(Point localization data)
»»

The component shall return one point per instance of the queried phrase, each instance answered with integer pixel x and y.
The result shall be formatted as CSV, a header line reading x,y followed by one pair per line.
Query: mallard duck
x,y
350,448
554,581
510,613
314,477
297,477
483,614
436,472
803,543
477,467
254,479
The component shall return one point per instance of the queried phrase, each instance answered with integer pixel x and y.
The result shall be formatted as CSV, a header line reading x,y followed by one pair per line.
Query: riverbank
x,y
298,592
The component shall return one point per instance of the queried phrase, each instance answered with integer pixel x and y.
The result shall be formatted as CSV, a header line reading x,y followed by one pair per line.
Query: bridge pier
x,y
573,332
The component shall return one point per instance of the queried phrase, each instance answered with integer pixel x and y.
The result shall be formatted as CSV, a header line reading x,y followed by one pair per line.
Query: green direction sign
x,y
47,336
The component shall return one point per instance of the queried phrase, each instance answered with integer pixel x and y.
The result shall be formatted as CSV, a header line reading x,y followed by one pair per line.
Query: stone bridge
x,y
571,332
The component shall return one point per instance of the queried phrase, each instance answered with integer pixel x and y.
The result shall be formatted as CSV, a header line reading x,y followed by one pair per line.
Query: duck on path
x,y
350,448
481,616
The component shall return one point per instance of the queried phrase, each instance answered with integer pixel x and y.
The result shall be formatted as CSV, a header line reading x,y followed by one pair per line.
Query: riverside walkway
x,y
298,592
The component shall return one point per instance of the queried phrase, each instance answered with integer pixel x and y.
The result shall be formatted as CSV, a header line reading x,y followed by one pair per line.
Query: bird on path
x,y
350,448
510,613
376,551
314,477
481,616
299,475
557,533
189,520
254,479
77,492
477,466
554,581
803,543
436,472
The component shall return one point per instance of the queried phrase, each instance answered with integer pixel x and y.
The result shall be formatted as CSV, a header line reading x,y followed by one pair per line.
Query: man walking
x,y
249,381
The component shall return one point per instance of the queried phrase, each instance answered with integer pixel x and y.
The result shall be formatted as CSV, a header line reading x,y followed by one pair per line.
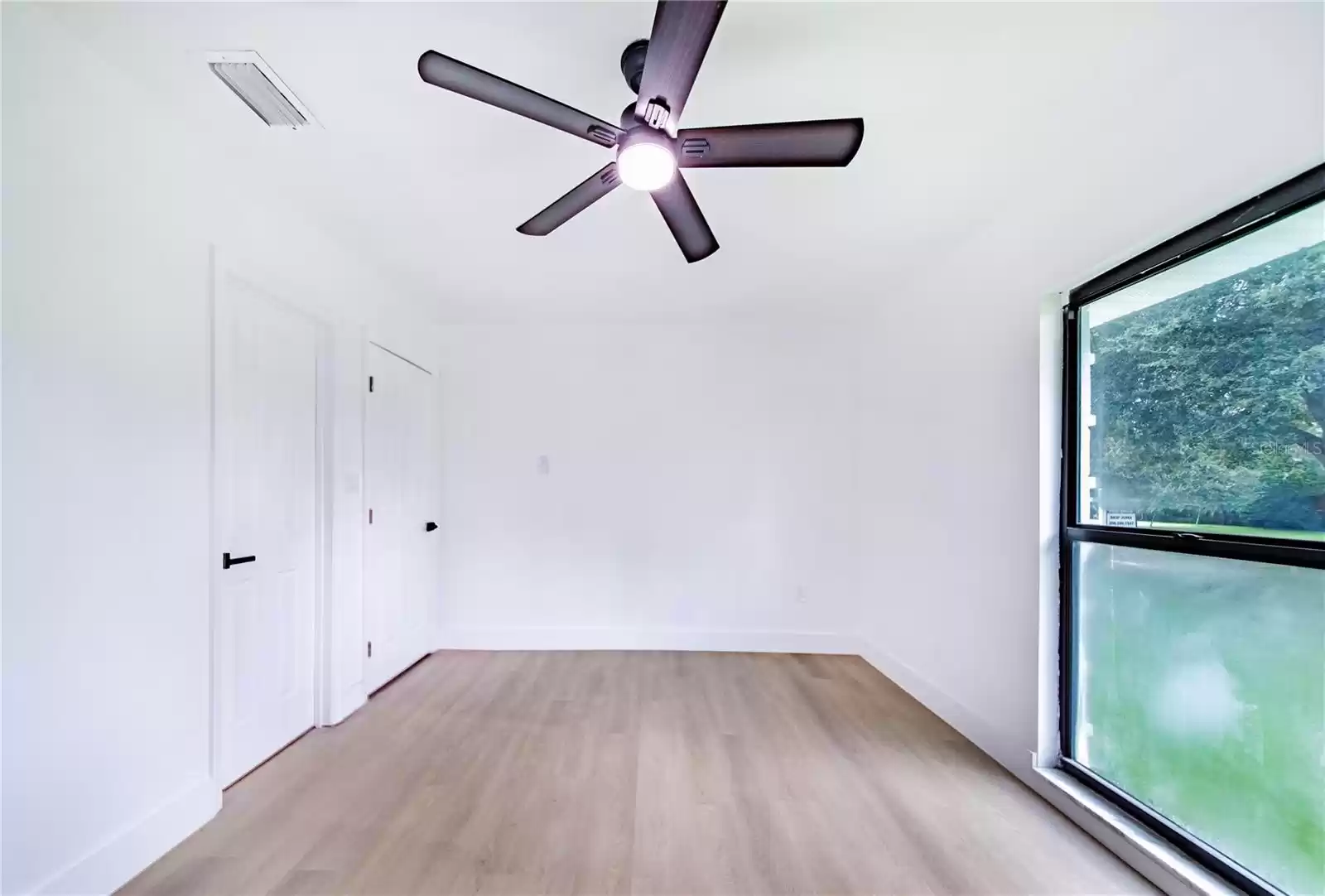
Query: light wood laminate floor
x,y
636,773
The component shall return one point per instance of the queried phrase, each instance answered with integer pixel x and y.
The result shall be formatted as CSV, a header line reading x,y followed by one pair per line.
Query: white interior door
x,y
399,488
265,507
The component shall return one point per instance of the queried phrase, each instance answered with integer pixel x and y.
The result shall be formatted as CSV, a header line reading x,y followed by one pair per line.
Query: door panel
x,y
399,489
265,480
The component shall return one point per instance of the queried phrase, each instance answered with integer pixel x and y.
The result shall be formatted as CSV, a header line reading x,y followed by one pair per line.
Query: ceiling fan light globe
x,y
646,166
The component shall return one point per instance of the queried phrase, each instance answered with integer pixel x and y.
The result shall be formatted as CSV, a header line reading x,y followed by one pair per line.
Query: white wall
x,y
110,215
953,479
699,494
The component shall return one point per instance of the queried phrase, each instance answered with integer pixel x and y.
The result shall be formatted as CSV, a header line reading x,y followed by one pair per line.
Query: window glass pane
x,y
1201,691
1203,390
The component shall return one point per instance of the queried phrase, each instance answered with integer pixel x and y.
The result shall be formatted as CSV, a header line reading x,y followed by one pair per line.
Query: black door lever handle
x,y
227,561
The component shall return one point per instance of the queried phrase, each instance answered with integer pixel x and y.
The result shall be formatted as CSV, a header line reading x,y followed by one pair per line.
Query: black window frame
x,y
1307,189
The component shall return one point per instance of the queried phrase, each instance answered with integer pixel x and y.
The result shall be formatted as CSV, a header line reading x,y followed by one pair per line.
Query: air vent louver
x,y
253,81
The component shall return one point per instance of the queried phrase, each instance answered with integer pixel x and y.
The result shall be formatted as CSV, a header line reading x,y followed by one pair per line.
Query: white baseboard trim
x,y
1022,764
116,862
346,703
644,639
967,723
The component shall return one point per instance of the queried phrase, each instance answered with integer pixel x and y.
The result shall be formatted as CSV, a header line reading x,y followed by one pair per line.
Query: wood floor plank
x,y
514,773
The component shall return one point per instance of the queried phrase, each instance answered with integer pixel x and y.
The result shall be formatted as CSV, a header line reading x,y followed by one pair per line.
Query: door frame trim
x,y
322,494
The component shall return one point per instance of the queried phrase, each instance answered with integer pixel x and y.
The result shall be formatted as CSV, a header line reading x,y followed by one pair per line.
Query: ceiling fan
x,y
649,147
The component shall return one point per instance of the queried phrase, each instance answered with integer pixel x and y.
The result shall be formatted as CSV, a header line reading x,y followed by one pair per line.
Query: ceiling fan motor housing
x,y
633,63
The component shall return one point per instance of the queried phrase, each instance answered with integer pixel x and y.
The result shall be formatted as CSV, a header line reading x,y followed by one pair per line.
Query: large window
x,y
1194,540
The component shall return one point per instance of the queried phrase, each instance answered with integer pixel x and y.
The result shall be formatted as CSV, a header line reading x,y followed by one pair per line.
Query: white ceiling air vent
x,y
256,84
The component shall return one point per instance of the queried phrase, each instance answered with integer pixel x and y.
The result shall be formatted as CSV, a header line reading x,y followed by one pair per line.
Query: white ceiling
x,y
977,117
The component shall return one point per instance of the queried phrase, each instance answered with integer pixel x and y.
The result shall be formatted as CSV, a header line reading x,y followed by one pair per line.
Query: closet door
x,y
399,571
265,480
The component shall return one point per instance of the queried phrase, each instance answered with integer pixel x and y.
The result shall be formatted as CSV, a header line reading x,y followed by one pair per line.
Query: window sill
x,y
1183,870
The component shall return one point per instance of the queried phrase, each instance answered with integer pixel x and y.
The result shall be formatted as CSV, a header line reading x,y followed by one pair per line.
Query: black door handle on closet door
x,y
227,561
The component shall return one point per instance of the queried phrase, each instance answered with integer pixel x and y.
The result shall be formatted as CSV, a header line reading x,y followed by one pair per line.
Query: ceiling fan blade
x,y
831,142
686,220
598,185
463,79
682,31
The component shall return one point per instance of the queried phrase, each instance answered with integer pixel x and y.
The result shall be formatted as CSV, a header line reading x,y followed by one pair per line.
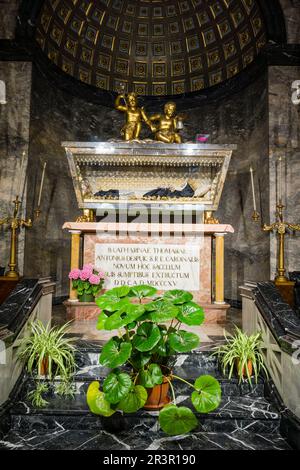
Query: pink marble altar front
x,y
199,236
202,245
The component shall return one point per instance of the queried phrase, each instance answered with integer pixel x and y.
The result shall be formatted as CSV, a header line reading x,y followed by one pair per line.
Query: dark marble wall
x,y
57,116
284,130
14,135
8,18
291,10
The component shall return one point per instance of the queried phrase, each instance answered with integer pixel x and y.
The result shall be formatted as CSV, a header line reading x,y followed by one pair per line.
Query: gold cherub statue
x,y
168,125
134,115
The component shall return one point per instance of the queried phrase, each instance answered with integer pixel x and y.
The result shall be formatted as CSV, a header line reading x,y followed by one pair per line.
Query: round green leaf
x,y
208,395
126,315
174,420
151,376
97,402
101,321
113,299
111,303
116,386
135,400
164,311
139,360
183,341
146,337
178,297
115,354
142,291
190,314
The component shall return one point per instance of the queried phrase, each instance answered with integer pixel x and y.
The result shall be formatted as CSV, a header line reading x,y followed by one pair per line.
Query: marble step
x,y
141,438
187,366
232,407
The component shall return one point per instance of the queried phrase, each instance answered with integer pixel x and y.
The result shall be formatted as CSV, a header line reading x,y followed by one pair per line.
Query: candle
x,y
280,181
20,178
42,184
253,190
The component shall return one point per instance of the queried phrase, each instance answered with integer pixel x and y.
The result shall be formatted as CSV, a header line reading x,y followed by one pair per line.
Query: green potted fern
x,y
48,354
142,356
242,354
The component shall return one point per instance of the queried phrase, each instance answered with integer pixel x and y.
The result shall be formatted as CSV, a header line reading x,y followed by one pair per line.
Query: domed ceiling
x,y
152,47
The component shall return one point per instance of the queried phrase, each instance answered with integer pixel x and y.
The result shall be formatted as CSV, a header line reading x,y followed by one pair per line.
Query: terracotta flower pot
x,y
158,396
44,367
86,298
244,372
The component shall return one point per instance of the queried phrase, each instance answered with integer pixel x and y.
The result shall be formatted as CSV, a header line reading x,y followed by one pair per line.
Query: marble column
x,y
75,259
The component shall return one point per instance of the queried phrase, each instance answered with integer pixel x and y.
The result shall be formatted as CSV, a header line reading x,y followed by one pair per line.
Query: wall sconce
x,y
2,92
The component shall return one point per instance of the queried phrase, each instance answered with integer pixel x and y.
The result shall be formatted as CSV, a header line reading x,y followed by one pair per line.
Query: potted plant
x,y
241,353
142,356
47,354
87,281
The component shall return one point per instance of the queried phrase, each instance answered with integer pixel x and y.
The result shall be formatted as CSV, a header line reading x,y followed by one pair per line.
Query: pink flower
x,y
88,268
85,274
95,280
74,274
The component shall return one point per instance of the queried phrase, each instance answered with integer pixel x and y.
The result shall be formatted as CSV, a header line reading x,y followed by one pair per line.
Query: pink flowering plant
x,y
87,280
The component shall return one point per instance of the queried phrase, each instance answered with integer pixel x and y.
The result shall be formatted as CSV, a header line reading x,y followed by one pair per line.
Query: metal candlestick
x,y
282,228
15,223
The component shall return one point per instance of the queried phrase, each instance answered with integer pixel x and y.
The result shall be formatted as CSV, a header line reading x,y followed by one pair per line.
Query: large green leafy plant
x,y
143,353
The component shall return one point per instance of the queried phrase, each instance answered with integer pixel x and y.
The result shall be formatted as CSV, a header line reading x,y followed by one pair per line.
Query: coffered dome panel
x,y
152,47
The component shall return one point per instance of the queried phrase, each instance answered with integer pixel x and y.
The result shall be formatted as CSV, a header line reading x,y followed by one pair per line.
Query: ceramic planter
x,y
158,396
86,298
244,372
44,367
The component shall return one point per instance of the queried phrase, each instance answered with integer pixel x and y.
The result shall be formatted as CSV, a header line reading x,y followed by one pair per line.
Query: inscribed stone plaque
x,y
165,266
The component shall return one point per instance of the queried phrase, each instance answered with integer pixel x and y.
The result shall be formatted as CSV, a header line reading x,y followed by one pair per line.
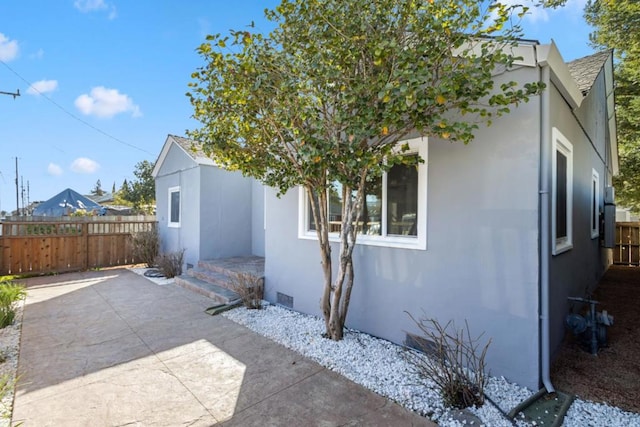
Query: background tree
x,y
616,26
323,100
141,192
97,189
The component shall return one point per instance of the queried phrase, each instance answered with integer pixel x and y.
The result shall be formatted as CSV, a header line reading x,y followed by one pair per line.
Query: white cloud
x,y
8,48
42,87
106,103
84,165
86,6
54,169
38,55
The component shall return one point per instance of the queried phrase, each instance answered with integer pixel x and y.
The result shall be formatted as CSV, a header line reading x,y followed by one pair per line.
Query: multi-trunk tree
x,y
325,100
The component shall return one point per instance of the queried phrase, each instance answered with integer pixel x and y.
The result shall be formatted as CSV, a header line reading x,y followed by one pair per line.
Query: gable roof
x,y
585,70
191,148
65,203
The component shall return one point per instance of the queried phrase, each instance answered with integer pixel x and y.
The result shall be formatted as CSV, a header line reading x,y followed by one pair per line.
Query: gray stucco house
x,y
499,232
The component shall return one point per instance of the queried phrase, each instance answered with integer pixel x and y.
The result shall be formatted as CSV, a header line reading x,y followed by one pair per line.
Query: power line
x,y
70,114
14,94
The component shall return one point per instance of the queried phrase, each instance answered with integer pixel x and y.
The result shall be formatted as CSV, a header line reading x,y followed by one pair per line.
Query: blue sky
x,y
114,73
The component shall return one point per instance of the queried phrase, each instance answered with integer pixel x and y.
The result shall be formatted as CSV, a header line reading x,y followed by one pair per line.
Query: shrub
x,y
146,246
10,293
170,264
250,289
451,359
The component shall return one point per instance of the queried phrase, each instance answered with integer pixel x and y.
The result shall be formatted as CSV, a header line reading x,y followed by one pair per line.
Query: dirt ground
x,y
613,376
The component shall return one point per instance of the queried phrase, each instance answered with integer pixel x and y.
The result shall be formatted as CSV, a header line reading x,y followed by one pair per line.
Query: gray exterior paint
x,y
218,208
577,271
483,257
483,239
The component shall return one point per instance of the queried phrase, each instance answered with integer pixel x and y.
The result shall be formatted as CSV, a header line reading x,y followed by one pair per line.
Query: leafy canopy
x,y
329,93
141,192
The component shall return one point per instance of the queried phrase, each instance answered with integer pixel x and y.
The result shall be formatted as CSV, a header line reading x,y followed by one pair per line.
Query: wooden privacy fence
x,y
627,250
55,245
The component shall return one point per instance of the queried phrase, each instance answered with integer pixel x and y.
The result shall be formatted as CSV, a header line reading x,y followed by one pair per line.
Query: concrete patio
x,y
112,348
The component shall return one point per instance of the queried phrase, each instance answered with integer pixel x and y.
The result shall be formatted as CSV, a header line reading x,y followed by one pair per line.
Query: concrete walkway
x,y
111,348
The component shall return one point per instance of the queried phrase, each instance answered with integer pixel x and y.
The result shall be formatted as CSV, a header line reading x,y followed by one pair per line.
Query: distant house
x,y
106,201
67,202
499,232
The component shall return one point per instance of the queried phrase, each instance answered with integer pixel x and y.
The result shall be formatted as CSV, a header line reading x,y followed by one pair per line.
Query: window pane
x,y
402,200
561,195
311,226
372,208
175,207
335,207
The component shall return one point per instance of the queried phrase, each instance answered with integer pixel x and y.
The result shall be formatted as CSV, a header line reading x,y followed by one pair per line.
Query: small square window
x,y
562,197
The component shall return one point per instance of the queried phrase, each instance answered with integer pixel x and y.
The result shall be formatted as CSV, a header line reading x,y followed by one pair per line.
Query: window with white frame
x,y
395,207
595,204
562,197
174,207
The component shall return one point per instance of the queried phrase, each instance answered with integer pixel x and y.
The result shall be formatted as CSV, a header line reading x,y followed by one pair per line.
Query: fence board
x,y
627,250
46,245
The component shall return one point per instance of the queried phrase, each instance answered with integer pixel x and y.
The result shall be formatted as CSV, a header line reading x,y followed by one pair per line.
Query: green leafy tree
x,y
97,189
141,192
616,25
326,97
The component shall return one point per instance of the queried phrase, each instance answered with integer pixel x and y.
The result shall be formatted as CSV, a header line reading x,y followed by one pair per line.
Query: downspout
x,y
545,230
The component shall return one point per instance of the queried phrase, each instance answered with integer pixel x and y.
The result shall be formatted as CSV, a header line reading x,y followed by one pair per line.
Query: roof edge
x,y
548,55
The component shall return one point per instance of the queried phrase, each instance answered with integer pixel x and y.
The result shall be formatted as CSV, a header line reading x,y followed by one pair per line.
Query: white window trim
x,y
169,223
416,146
561,144
595,210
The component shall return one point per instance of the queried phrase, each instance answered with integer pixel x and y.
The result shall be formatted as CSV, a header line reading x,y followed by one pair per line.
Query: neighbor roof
x,y
585,70
193,148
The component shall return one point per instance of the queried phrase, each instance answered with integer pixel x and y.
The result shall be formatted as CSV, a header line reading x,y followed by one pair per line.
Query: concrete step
x,y
213,277
253,265
211,290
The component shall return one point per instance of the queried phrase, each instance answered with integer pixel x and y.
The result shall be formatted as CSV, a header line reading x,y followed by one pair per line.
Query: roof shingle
x,y
585,70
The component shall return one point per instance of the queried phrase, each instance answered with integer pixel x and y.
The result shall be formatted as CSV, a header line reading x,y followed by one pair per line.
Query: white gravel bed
x,y
379,366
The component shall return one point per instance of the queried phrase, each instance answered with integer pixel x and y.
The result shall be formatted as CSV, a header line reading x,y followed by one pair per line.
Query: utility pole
x,y
22,195
17,191
14,94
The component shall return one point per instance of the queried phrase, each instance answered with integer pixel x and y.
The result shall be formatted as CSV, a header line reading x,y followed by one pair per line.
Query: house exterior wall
x,y
257,218
577,271
481,262
225,213
180,170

««

Exercise:
Copy the line containing "Query: neighbor roof" and every line after it, through the last line of the records. Include nothing else.

Task response:
Query: neighbor roof
x,y
585,70
193,148
The component shall return one point per instance of the queried phrase, each instance answered with integer pixel x and y.
The result shall be formatted as CSV, a header line reading x,y followed by one pair per line.
Query: concrete step
x,y
213,277
253,265
211,290
The component shall return one point per instance of the queried phrase, each instance answered with integer pixel x and y.
The result shall be formatted as CSV, a header line reading x,y followed by one pair per line.
Query: roof shingle
x,y
585,70
The component shall return one point per instance of the queried phrase, each instance answered with integer pixel x and y.
The result shall be formatted as CSV, a header line reading x,y followed by one pair per line.
Query: white gravel bed
x,y
379,366
The component shall return one point per instance of the queried phrase, each instance answered with integer pixel x and y.
The result shall be formatted as CSV, a header line reading x,y followed by one pair per line.
Query: utility pole
x,y
22,195
17,191
14,94
The component shall return one point per instance of the queried phrase, each instance answered with integer pixel x and y.
The result shall be formatted as CSV, a header line reading x,y followed by one pair per line.
Query: house exterior wall
x,y
257,218
577,271
481,262
225,213
180,170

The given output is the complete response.